- _WHAT IS BEING ASKED_
Quote the records below in full, exactly as given, with the images taken out.

───── RECORDS PROVIDED ─────

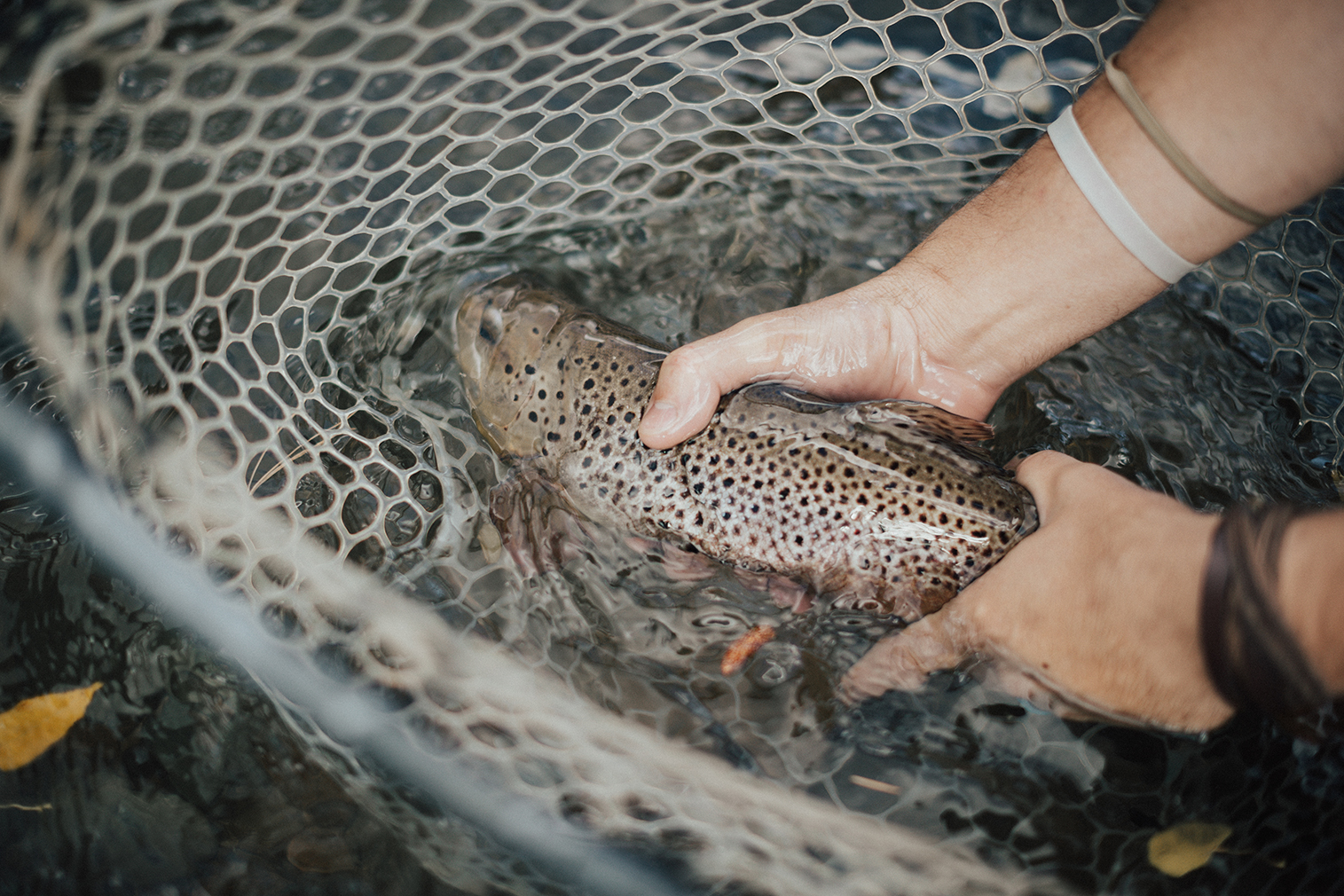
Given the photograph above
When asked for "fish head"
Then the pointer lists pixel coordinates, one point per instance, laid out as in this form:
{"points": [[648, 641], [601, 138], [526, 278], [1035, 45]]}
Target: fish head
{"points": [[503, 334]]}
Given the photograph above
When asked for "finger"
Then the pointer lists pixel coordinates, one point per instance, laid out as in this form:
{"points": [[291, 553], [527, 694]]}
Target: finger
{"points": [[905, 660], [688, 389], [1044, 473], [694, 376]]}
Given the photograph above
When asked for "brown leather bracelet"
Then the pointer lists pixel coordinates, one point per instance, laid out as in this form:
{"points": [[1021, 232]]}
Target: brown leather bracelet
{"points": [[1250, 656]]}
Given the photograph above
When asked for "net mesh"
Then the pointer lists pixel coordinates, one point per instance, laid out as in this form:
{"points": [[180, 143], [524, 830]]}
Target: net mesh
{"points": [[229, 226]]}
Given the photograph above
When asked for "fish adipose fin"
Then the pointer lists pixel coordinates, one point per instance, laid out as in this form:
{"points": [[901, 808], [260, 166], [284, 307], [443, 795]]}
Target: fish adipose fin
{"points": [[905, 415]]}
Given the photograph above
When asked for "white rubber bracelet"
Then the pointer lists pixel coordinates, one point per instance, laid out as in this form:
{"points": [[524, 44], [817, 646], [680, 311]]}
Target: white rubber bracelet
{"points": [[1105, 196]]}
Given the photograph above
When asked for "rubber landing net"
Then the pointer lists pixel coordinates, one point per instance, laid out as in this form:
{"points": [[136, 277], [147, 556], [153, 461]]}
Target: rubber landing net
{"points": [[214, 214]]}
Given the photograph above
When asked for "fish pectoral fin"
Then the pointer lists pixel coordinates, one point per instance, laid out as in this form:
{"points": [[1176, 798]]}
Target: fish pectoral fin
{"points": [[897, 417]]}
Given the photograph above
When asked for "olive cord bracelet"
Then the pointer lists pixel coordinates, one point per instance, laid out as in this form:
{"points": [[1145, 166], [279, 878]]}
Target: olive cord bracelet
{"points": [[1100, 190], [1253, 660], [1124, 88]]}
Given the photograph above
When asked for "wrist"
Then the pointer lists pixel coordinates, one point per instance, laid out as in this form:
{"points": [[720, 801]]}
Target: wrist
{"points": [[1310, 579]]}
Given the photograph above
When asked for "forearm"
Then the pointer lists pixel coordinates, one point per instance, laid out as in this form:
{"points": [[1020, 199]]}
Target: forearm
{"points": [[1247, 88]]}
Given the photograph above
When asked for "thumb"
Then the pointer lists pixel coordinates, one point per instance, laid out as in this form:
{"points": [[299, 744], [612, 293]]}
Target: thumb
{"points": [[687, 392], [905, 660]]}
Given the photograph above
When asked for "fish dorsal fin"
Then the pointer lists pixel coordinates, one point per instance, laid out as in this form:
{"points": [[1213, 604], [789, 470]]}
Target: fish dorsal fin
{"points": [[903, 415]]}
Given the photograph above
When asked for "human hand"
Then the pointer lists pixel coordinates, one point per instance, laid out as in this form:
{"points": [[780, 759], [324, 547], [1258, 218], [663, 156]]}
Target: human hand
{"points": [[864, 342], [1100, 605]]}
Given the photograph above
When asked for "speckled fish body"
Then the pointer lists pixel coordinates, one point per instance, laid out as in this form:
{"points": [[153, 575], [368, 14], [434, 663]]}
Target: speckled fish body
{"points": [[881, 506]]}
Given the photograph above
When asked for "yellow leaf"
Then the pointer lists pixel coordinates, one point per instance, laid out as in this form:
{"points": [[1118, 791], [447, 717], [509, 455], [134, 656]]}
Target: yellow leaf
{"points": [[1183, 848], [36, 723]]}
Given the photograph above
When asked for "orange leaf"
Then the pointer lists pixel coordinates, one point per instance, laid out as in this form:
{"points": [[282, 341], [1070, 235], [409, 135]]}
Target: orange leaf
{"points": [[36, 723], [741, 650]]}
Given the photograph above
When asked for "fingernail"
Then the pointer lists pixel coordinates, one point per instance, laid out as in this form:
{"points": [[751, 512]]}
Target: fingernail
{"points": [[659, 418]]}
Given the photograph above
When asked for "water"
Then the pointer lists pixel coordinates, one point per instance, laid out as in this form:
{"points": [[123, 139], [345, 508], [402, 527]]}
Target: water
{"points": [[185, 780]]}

─────

- _ANSWER IN FULL_
Given the photograph above
When asked for "fish head"
Then the pointer lists pixel coordinates, one point per instance, laid out as in this form:
{"points": [[648, 641], [601, 138], [526, 278], [1035, 45]]}
Target: fish head
{"points": [[503, 334]]}
Given the photograph above
When asked for "finger"
Then the pointer lists pixel coordinates, one point per instance, laid out as in this form:
{"points": [[291, 553], [527, 694]]}
Target: finger
{"points": [[905, 660], [688, 389], [1044, 473], [694, 376]]}
Given the photograph above
When asked for "brown leather bracelet"
Then the pointer lists pixel coordinates, one point per instance, laid out as in this form:
{"points": [[1021, 232]]}
Target: brown leather bracelet
{"points": [[1250, 656]]}
Given the photograph above
When asked for "net mesh"
Then the pointer lists pixel coordinates, one point per instance, laid out as in this form:
{"points": [[180, 143], [524, 830]]}
Target: net mesh
{"points": [[229, 226]]}
Given the photograph above
When asked for "fish adipose fin"
Then the pointer lists pixel coordinates, one point per instance, laid out as in this form:
{"points": [[901, 808], [260, 166], [284, 307], [443, 795]]}
Target: fish adipose fin
{"points": [[905, 415]]}
Given the photograph above
When asked for "white rubber bracelet"
Then the pointer lists pixel coordinates, one point per instance, laid out as in this form:
{"points": [[524, 44], [817, 646], [680, 311]]}
Target: white rubber bracelet
{"points": [[1105, 196]]}
Given the photograph above
When asked for "rubber landing net"
Then the pointer lists pixel coordinates, one point per instance, laid out as in this form:
{"points": [[136, 277], [147, 556], [153, 461]]}
Target: rubber landing net
{"points": [[214, 214]]}
Given the photograph above
When asked for "fish pectoral fin"
Then the pointer lists pixel coordinates, one point per instance, laid out as in this form:
{"points": [[1176, 798]]}
Target: fish pectoral fin
{"points": [[897, 417]]}
Given the photograph above
When asked for "olive cord bracelet"
Then the pointer lists pixel coordinates, one point per instance, laid out as in this form:
{"points": [[1145, 166], [279, 878]]}
Target: olive cord bracelet
{"points": [[1100, 190], [1253, 660], [1124, 88]]}
Given the photograph above
When asked for "wrist"
Then the pointer lists pixel coordinates, one point per instance, laid out as in this form:
{"points": [[720, 801]]}
Target: wrist
{"points": [[1310, 579]]}
Given the photograph above
When asked for "forearm"
Then the pointer lists pixel coordinates, one point per instance, laid out as in this form:
{"points": [[1020, 199]]}
Target: forearm
{"points": [[1247, 88]]}
Given the photograph above
When asked for "thumb"
Then the pointer lists pixel coordinates, one point per instance, laid out as in this form:
{"points": [[299, 744], [612, 293]]}
Target: thumb
{"points": [[687, 392], [905, 660]]}
Given the photograph above
When asked for "fish dorsal fin"
Then the pointer lists pixel coordinates, one point per instance, laid out as in this form:
{"points": [[1213, 604], [789, 470]]}
Target: fish dorsal fin
{"points": [[903, 415]]}
Given the photograph above
When asked for "human hand"
Then the pointer lists pixel coordinates, one point per instance, laid out as in this form:
{"points": [[780, 759], [324, 547], [1258, 218], [663, 156]]}
Target: human hand
{"points": [[864, 342], [1100, 605]]}
Given the photograph above
When asked for "speckled fish body"
Then the pointer lists pixel coordinates, one point per instance, laid out as in this form:
{"points": [[153, 575], [368, 14], [434, 663]]}
Target: speckled fish body
{"points": [[881, 506]]}
Given the photograph above
When asked for "yellow leaf"
Then the pointer lists pixel coordinates, one point per instance, laid out as in this form:
{"points": [[1118, 791], [447, 717], [509, 455], [134, 656]]}
Target: yellow leaf
{"points": [[1183, 848], [36, 723]]}
Given the photograph above
When asked for "orange leaf"
Then the pointer lists pixel coordinates, one point per instance, laid out as in this form:
{"points": [[282, 341], [1070, 235], [409, 135]]}
Target: orange leaf
{"points": [[36, 723], [741, 650]]}
Given the photograph above
When asked for "fingernail"
Then the pointer lists pixel coordinates, one point per instance, laid out as in this form:
{"points": [[751, 512]]}
Target: fingernail
{"points": [[659, 418]]}
Given the photograph above
When asked for "water"
Then the pointer lists pixel coordinates, one point per instance, laid out as in this form:
{"points": [[123, 139], [345, 508], [402, 527]]}
Target: water
{"points": [[185, 780]]}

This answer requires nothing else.